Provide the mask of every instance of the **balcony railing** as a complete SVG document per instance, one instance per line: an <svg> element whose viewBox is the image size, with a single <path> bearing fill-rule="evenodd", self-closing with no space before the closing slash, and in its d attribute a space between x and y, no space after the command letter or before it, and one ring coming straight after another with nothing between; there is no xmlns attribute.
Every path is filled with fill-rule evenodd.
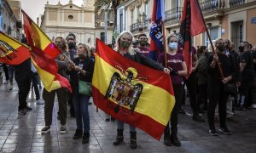
<svg viewBox="0 0 256 153"><path fill-rule="evenodd" d="M229 4L230 7L244 4L245 0L230 0Z"/></svg>
<svg viewBox="0 0 256 153"><path fill-rule="evenodd" d="M131 32L135 32L137 31L142 31L143 30L148 29L150 21L151 21L151 19L147 19L147 20L144 20L143 21L139 21L139 22L136 22L136 23L132 24L130 26L131 31Z"/></svg>
<svg viewBox="0 0 256 153"><path fill-rule="evenodd" d="M203 14L223 9L225 6L224 0L203 0L200 6Z"/></svg>
<svg viewBox="0 0 256 153"><path fill-rule="evenodd" d="M166 22L179 21L182 17L183 7L177 7L166 11Z"/></svg>

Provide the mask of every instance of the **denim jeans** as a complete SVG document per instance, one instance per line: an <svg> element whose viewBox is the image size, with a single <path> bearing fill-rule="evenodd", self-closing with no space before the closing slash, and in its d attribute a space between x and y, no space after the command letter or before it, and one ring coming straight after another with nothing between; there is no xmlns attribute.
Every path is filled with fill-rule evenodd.
<svg viewBox="0 0 256 153"><path fill-rule="evenodd" d="M12 66L8 67L9 80L10 83L14 82L15 70Z"/></svg>
<svg viewBox="0 0 256 153"><path fill-rule="evenodd" d="M117 123L118 123L118 129L124 129L124 122L117 120ZM129 124L130 127L130 131L131 132L136 132L136 127L131 126Z"/></svg>
<svg viewBox="0 0 256 153"><path fill-rule="evenodd" d="M72 97L75 110L77 129L84 129L84 133L90 132L90 116L88 111L89 99L90 96L82 95L76 92L74 92Z"/></svg>
<svg viewBox="0 0 256 153"><path fill-rule="evenodd" d="M40 93L39 93L39 89L38 89L38 74L37 72L32 72L32 80L37 100L40 99Z"/></svg>

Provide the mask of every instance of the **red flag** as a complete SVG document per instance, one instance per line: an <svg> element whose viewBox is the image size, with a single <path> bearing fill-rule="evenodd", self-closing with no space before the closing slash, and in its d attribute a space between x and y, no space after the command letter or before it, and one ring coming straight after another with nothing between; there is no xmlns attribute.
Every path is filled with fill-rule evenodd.
<svg viewBox="0 0 256 153"><path fill-rule="evenodd" d="M60 76L55 57L61 54L41 29L22 10L26 40L32 48L32 61L38 71L44 88L50 92L60 88L67 88L72 93L69 82Z"/></svg>
<svg viewBox="0 0 256 153"><path fill-rule="evenodd" d="M170 76L123 57L98 39L96 48L96 105L160 139L175 104Z"/></svg>
<svg viewBox="0 0 256 153"><path fill-rule="evenodd" d="M197 0L185 0L181 20L179 45L183 47L183 54L188 67L189 78L192 72L193 53L191 47L191 37L198 35L207 31L205 21L199 7Z"/></svg>
<svg viewBox="0 0 256 153"><path fill-rule="evenodd" d="M20 65L30 57L29 48L0 31L0 62Z"/></svg>
<svg viewBox="0 0 256 153"><path fill-rule="evenodd" d="M162 31L162 20L165 20L164 11L164 1L154 0L153 13L152 13L152 23L150 26L150 52L149 58L155 60L158 55L164 51L163 46L163 31Z"/></svg>
<svg viewBox="0 0 256 153"><path fill-rule="evenodd" d="M61 51L51 42L47 35L37 26L36 23L23 11L24 30L30 46L36 46L46 54L56 58Z"/></svg>

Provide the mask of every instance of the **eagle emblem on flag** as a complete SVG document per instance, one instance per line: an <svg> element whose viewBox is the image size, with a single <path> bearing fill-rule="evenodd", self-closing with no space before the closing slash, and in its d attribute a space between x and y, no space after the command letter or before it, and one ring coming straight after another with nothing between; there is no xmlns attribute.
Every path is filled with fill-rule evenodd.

========================================================================

= Given task =
Please print all the records above again word for word, leaving out the pictures.

= Finished task =
Provide the mask of every instance of the **balcony railing** as a complete SVG document per instance, one instance per line: an <svg> element whose viewBox is the image size, with a single <path> bearing fill-rule="evenodd", self-closing with no space before the closing slash, and in its d attribute a space between x and y, no space after the command letter or before it, and one ring coming straight after another with nothing between; there is no xmlns attribute.
Every path is filled with fill-rule evenodd.
<svg viewBox="0 0 256 153"><path fill-rule="evenodd" d="M229 4L230 7L244 4L245 0L230 0Z"/></svg>
<svg viewBox="0 0 256 153"><path fill-rule="evenodd" d="M131 32L135 32L137 31L142 31L143 30L148 29L150 21L151 21L151 19L147 19L147 20L144 20L143 21L139 21L139 22L136 22L136 23L132 24L130 26L131 31Z"/></svg>
<svg viewBox="0 0 256 153"><path fill-rule="evenodd" d="M203 14L223 9L225 6L224 0L203 0L200 6Z"/></svg>
<svg viewBox="0 0 256 153"><path fill-rule="evenodd" d="M166 22L179 21L182 17L183 7L177 7L166 11Z"/></svg>

Provide the mask of every instance of the **denim jeans** as a complete SVG document per instance, one instance per line: an <svg> element whose viewBox is the image size, with a single <path> bearing fill-rule="evenodd", self-closing with no space before the closing slash, and in its d attribute a space between x and y, no space after the command letter or before it, and one ring coming straight after another with nothing between; there is no xmlns attribute.
Every path is filled with fill-rule evenodd.
<svg viewBox="0 0 256 153"><path fill-rule="evenodd" d="M12 66L8 67L9 80L10 83L14 82L15 70Z"/></svg>
<svg viewBox="0 0 256 153"><path fill-rule="evenodd" d="M117 123L118 123L118 129L124 129L124 122L117 120ZM129 124L130 127L130 131L131 132L136 132L136 127L131 126Z"/></svg>
<svg viewBox="0 0 256 153"><path fill-rule="evenodd" d="M72 97L75 110L77 129L84 129L84 133L90 132L90 116L88 111L89 99L90 96L82 95L76 92L74 92Z"/></svg>
<svg viewBox="0 0 256 153"><path fill-rule="evenodd" d="M40 93L39 93L39 89L38 89L38 74L37 72L32 72L32 80L37 100L40 99Z"/></svg>

Provide the mask of every instance of the **red flag** as a complete SVG document per instance, one instance per line: an <svg> element whose viewBox is the image size, with a single <path> bearing fill-rule="evenodd", self-closing with no space before the closing slash, and in its d attribute a space between x and y, no space after the command letter or before it, and one ring coming straight after another with nothing between; there is no xmlns attribute.
Every path is filled with fill-rule evenodd.
<svg viewBox="0 0 256 153"><path fill-rule="evenodd" d="M60 76L55 57L61 54L41 29L22 10L26 40L32 48L32 61L38 71L44 88L50 92L60 88L67 88L72 93L69 82Z"/></svg>
<svg viewBox="0 0 256 153"><path fill-rule="evenodd" d="M170 76L123 57L98 39L96 48L96 105L160 139L175 104Z"/></svg>
<svg viewBox="0 0 256 153"><path fill-rule="evenodd" d="M197 0L185 0L181 20L179 45L183 47L183 54L188 67L189 78L192 72L193 53L191 47L191 37L198 35L207 31L205 21L199 7Z"/></svg>
<svg viewBox="0 0 256 153"><path fill-rule="evenodd" d="M20 65L30 57L29 48L0 31L0 62Z"/></svg>
<svg viewBox="0 0 256 153"><path fill-rule="evenodd" d="M162 31L162 20L165 20L164 11L164 1L154 0L153 13L152 13L152 23L150 26L150 52L149 58L155 60L158 55L164 51L163 46L163 31Z"/></svg>
<svg viewBox="0 0 256 153"><path fill-rule="evenodd" d="M61 51L51 42L47 35L37 26L36 23L23 11L24 30L30 46L36 46L46 54L56 58Z"/></svg>

Provide the mask of every instance of the **eagle emblem on flag** as a complete SVG document per instance, one instance per line: an <svg> element whose viewBox is the image size, with a single <path> bearing fill-rule="evenodd", self-closing with no space before the closing slash, and in its d attribute a space between x and y, no space after the command letter or before it, and one ring coming straight after another with nothing between; there is no xmlns attribute.
Every path is filled with fill-rule evenodd.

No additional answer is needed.